[Exercises to complete]
a) According to the piece on Common, why has he earned the right to be called an actor/rapper? Answer in one to three sentences.
b) Resume the piece on Common from the point where it stops.

[Extract]
########

Common’s film roles have been as eclectic as his music over the years. With memorable characters under his belt, like the bad-ass enforcer Sir Ivy in Smokin’ Aces, the Blue Magic-selling Turner Lucas in American Gangster, the trigger happy Gunsmith in Wanted and the spiritual resistance soldier Barnes in Terminator Salvation, the 38-year-old Chicago native has earned the right to be referenced as an actor/rapper. Considering he’s currently dating Serena Williams, actor/rapper/lucky muthafucka is another option.

All slashes aside, the double-threat entertainer born Lonnie Rashid Lynn, Jr. gets promoted to leading man status with his first starring role as an NBA baller in Just Wright, opposite another actor/rapper, Queen Latifah. recently caught up with Common after he rocked the mic for thousands of fans during halftime at the Jordan Brand Classic at Madison Square Garden to talk basketball, movies and the return of the boom bap. You play a franchise player for the NJ Nets in your new movie. But can you play in real life?

########

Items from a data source

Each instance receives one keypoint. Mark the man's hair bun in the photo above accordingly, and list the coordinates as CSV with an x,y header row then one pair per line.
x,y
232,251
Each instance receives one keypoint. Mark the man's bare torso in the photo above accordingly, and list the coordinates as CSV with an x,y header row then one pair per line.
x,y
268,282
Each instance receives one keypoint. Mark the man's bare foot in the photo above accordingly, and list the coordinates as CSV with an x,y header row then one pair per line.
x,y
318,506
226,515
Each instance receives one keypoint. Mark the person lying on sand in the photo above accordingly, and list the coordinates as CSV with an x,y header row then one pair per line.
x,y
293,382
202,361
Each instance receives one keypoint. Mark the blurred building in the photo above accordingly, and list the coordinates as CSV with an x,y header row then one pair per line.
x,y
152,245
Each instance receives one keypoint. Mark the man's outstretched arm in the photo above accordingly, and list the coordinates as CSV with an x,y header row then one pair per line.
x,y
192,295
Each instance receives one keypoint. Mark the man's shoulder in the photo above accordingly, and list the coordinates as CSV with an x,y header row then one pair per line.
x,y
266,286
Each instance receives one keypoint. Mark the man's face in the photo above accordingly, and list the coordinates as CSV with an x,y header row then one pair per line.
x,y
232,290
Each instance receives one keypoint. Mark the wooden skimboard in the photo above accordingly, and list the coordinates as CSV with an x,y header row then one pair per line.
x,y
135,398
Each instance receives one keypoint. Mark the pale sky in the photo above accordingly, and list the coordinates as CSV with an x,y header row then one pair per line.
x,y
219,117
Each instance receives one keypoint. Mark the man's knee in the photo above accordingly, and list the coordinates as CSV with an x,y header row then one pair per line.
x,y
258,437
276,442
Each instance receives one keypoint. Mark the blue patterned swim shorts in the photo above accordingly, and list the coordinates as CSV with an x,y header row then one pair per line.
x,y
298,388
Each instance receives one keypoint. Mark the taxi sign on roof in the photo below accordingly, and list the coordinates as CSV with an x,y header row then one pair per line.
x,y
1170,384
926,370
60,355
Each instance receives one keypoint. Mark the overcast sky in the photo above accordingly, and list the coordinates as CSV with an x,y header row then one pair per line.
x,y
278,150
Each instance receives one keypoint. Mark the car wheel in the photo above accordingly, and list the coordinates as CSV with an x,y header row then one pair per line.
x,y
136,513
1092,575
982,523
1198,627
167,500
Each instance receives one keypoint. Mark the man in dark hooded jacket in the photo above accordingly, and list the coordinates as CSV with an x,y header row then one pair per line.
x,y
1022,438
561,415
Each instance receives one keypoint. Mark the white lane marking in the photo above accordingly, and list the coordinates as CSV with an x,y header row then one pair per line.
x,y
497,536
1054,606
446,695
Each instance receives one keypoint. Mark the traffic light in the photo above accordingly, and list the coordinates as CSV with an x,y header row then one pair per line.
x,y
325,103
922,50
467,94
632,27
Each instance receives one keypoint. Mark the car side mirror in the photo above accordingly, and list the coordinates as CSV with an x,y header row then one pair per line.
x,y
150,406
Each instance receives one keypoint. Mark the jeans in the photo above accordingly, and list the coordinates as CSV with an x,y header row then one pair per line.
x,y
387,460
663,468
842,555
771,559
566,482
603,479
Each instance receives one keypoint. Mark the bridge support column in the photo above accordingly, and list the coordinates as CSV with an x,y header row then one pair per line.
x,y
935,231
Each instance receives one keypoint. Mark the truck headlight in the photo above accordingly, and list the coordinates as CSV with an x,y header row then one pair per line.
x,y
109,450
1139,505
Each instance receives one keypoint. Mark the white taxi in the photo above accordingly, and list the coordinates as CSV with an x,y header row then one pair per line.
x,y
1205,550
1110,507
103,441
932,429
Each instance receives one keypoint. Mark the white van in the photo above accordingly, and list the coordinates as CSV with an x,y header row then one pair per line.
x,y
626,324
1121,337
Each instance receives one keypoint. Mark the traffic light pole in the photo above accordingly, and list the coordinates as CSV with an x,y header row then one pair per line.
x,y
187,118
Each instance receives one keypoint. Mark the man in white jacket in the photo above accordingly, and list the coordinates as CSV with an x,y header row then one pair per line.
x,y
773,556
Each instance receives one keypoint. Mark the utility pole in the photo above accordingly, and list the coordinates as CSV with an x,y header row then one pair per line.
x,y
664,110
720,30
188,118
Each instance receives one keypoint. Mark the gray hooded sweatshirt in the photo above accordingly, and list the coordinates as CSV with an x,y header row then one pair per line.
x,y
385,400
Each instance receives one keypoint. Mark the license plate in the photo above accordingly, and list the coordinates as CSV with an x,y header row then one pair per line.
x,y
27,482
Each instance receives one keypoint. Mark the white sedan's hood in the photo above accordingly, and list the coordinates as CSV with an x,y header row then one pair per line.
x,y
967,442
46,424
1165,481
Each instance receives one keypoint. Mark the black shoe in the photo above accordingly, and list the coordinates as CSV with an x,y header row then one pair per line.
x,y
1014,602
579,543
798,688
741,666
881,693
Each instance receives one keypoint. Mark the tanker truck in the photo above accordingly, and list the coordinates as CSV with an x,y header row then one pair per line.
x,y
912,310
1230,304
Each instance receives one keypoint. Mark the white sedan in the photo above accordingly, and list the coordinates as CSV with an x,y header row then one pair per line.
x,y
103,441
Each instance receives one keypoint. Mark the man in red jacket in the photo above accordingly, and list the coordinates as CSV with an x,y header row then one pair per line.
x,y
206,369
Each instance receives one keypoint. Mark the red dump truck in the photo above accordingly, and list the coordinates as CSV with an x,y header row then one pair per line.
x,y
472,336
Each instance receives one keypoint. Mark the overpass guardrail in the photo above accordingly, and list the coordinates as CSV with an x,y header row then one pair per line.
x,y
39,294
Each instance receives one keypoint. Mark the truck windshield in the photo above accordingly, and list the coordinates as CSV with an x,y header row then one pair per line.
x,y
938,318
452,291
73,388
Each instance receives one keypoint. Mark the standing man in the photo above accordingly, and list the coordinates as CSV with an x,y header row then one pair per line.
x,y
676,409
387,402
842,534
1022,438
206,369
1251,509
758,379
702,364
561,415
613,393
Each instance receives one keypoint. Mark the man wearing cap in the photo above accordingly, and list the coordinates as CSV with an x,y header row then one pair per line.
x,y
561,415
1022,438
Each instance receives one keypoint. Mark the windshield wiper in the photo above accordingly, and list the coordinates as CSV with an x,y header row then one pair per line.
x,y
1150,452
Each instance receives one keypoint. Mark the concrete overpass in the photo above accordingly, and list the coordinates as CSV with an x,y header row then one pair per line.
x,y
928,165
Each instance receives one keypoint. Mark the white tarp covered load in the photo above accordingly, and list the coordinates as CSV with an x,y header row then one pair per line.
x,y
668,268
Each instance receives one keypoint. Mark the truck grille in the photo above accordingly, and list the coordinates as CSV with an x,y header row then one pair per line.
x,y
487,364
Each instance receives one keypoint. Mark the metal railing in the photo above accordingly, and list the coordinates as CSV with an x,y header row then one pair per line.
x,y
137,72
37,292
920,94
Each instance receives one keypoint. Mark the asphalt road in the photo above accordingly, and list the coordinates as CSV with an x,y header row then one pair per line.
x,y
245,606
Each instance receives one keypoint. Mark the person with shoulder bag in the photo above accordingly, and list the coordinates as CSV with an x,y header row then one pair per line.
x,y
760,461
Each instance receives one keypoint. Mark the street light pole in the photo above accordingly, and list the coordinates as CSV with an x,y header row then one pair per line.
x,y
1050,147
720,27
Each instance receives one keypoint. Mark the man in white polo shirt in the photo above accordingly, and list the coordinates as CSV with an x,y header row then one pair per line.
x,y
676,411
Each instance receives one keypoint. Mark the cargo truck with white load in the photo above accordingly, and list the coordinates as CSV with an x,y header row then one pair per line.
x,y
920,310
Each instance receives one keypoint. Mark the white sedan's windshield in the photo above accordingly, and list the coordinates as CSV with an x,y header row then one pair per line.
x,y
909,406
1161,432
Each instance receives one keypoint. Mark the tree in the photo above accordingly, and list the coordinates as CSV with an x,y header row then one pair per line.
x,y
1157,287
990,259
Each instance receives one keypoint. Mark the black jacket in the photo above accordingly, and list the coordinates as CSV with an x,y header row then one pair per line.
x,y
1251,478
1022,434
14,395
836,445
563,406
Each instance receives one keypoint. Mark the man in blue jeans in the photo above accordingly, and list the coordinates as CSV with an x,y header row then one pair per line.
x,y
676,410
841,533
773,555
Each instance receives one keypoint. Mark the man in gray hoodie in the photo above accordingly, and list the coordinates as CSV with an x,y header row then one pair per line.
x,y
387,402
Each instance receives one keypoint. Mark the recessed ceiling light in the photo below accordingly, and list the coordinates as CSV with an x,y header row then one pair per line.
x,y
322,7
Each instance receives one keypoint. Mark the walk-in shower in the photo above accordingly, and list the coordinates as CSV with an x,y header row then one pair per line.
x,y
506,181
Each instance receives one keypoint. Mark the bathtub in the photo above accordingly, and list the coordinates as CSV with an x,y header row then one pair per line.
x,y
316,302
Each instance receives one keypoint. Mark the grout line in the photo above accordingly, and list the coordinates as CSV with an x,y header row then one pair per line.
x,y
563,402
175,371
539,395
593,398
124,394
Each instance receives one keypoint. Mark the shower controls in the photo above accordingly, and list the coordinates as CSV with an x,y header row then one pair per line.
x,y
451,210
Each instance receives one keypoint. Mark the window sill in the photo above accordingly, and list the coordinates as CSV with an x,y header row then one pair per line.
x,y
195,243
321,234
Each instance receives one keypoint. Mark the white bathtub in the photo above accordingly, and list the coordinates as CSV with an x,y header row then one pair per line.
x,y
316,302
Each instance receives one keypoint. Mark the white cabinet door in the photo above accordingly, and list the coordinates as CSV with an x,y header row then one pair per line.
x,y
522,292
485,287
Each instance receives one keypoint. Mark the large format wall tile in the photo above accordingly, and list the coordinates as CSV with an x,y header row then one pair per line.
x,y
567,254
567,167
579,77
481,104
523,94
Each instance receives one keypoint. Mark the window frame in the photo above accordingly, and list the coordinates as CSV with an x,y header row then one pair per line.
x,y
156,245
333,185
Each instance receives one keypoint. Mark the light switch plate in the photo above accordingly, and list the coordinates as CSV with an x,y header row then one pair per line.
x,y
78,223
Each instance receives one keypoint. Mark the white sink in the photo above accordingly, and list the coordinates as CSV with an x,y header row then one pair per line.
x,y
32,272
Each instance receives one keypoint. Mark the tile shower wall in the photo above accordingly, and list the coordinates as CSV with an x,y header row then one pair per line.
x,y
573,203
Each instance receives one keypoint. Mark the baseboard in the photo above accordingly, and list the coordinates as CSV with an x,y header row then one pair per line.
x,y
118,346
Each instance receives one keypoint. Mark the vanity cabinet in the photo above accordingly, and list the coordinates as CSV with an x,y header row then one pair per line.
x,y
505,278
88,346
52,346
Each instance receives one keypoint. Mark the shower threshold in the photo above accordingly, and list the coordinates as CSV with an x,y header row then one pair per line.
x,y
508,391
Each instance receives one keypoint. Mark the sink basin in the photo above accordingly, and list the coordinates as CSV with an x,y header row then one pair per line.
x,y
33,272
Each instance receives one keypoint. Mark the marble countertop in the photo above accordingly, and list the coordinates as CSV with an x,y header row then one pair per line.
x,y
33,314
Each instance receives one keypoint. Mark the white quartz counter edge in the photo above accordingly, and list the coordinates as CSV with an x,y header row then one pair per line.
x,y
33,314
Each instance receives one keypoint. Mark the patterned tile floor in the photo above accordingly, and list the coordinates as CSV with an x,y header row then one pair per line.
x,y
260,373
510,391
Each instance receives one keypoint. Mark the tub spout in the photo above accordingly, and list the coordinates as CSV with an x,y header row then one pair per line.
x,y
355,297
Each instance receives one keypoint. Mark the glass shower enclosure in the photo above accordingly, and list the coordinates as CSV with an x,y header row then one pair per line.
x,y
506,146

########

[Responses]
a) He has earned that title through a run of memorable film characters. These include the enforcer Sir Ivy in Smokin' Aces, the Blue Magic-selling Turner Lucas in American Gangster, the Gunsmith in Wanted, and the resistance soldier Barnes in Terminator Salvation.

b)
Common: Oh, yeah, of course. I used to play biddy ball and basketball in high school. Actually my father, Lonnie Lynn [Sr.], played in the ABA for a couple of years, so basketball has been in my blood. I love basketball. Okay, so it wasn’t a stretch for you to play a baller. How did you prepare for the role?

Common: When I started training for this role, it was kinda like just relearning certain things and getting back into my body. The training itself was definitely an everyday thing. It was a basketball training process, which I trained with the assistant coach of the New Jersey Nets, a guy named Jimmy. We would go and shoot shots. He basically took me through the training program that he takes players through that are training with him—whether it’s point guards or whoever he’s training. I would go through that conditioning with shooting drills and defensive drills. Then I would go through physical training as far as getting in shape. Yeah, looks like you took the physical aspects of acting real serious this time around.

Common: Yeah, I took it upon myself to go start swimming to get more in shape. More than anything, I knew not only did I want to look physically in shape, but I also knew it was gonna be take after take after take and I knew I was gonna be playing against D Wade, so I needed to bring it. So your skills are so on point that you’re crossing over Dwayne Wade now?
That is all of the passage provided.